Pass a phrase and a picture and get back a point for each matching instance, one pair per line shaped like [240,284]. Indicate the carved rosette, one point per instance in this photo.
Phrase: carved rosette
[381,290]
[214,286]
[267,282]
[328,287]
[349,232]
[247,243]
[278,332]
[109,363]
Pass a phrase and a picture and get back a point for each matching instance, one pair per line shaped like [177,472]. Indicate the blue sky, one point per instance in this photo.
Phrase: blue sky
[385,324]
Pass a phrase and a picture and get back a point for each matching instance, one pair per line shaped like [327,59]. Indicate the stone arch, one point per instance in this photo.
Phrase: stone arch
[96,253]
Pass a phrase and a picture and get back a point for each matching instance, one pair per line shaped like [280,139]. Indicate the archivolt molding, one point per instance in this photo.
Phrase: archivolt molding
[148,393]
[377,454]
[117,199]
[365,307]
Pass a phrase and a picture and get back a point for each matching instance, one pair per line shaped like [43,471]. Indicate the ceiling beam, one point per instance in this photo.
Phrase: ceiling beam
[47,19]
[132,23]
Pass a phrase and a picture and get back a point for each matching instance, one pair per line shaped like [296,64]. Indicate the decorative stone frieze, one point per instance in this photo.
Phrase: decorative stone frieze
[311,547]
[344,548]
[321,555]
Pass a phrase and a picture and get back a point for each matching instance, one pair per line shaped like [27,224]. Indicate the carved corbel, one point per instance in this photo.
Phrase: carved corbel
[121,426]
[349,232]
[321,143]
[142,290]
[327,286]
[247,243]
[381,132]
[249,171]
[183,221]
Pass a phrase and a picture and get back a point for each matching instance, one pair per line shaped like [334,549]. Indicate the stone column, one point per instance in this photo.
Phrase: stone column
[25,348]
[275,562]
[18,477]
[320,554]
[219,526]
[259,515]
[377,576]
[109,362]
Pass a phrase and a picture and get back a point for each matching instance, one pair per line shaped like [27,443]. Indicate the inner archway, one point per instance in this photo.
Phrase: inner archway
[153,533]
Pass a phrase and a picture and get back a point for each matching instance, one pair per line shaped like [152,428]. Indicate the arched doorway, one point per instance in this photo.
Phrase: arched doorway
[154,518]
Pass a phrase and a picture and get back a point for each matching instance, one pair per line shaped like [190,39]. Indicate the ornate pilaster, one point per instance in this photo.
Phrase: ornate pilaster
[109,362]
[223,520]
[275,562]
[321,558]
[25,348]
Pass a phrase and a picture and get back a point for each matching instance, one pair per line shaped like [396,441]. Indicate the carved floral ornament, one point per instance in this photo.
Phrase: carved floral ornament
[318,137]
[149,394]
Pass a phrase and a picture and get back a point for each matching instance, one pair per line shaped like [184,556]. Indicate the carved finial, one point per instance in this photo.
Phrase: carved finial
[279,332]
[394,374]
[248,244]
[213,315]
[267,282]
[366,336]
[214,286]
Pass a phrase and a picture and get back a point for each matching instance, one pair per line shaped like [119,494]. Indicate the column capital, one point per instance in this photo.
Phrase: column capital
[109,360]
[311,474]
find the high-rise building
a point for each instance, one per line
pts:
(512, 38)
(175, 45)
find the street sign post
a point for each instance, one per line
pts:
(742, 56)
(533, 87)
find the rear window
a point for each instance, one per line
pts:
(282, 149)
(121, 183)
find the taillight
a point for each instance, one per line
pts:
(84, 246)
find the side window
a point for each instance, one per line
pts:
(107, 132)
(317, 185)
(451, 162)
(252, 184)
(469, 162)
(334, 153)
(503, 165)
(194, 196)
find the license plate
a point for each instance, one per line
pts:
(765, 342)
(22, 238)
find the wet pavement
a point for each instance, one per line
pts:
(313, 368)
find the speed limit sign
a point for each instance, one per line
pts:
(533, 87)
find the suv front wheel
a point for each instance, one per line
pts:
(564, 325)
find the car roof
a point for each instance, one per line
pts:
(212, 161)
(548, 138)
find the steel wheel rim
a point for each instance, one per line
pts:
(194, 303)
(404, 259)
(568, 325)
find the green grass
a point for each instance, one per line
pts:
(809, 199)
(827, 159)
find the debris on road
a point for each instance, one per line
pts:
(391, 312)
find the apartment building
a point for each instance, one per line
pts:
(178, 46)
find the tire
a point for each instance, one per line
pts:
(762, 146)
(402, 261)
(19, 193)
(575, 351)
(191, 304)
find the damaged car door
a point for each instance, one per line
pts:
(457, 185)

■ Instructions to follow
Copy each line of the listing above that contains the word "building".

■ Answer space
find the high-rise building
find the apartment building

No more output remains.